- **ACTIVITY**: Could you write out the records exactly as they are given?

::: SOURCE INFORMATION :::

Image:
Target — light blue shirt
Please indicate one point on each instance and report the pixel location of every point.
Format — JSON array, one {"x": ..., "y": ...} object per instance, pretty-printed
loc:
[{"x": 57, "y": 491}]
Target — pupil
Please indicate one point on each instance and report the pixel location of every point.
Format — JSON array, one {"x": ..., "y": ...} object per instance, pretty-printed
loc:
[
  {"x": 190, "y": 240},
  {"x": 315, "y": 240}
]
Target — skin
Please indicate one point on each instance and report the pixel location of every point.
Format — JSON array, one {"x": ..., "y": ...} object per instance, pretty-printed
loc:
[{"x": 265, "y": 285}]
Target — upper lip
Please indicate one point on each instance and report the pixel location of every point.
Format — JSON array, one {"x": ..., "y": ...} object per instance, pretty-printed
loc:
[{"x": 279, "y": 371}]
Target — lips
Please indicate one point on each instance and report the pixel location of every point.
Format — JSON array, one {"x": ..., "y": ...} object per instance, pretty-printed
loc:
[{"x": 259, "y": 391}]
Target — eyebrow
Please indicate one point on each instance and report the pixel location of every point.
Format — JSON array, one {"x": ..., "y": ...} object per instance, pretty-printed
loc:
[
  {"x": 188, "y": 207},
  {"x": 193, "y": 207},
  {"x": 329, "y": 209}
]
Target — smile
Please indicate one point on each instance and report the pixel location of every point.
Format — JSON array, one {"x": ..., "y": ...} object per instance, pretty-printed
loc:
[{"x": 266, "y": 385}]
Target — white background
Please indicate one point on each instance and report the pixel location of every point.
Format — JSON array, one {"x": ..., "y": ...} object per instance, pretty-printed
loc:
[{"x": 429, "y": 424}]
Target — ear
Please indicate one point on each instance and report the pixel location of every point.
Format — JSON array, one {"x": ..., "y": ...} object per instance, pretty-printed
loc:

:::

- **ANSWER BOX**:
Image:
Target — light blue shirt
Please indicate one point on each instance and report the pixel location of every point.
Format — JSON array, one {"x": ..., "y": ...} object per instance, pretty-printed
loc:
[{"x": 57, "y": 491}]
Target — pupil
Please indicate one point on each instance and report the pixel location of every point.
Format — JSON array, one {"x": ..., "y": ...} object per instance, pretty-printed
loc:
[
  {"x": 190, "y": 240},
  {"x": 315, "y": 240}
]
Target — skin
Please indicate one point on each instance and report the pixel location of every point.
Format — JSON array, one {"x": ..., "y": ...} object per instance, pretty-printed
loc:
[{"x": 265, "y": 285}]
Target — upper lip
Please indicate one point on each instance and report the pixel location of every point.
Format — JSON array, one {"x": ..., "y": ...} object per instance, pretty-printed
loc:
[{"x": 279, "y": 371}]
Target — lips
Please indicate one point on each instance and report the pixel location of every point.
Format — JSON array, one {"x": ..., "y": ...} object per instance, pretty-printed
loc:
[{"x": 259, "y": 391}]
Target — eyebrow
Please indicate one point on each instance and report the pixel location of every point.
Format — JSON array, one {"x": ..., "y": ...} object per instance, pretty-printed
loc:
[
  {"x": 188, "y": 207},
  {"x": 193, "y": 207},
  {"x": 329, "y": 209}
]
Target — smile
Please indicate one point on each instance and report the pixel location of every point.
Format — JSON array, one {"x": ..., "y": ...} object per instance, pretty-printed
loc:
[{"x": 266, "y": 385}]
Target — white background
Please indicate one point on each instance and report the pixel location of every point.
Format — JSON array, one {"x": ..., "y": ...} object per instance, pretty-printed
loc:
[{"x": 429, "y": 424}]
Target — ear
Please indicate one point on each instance and report the pixel location of every point.
Format — JSON array, one {"x": ..., "y": ...} object per instance, pretty-printed
loc:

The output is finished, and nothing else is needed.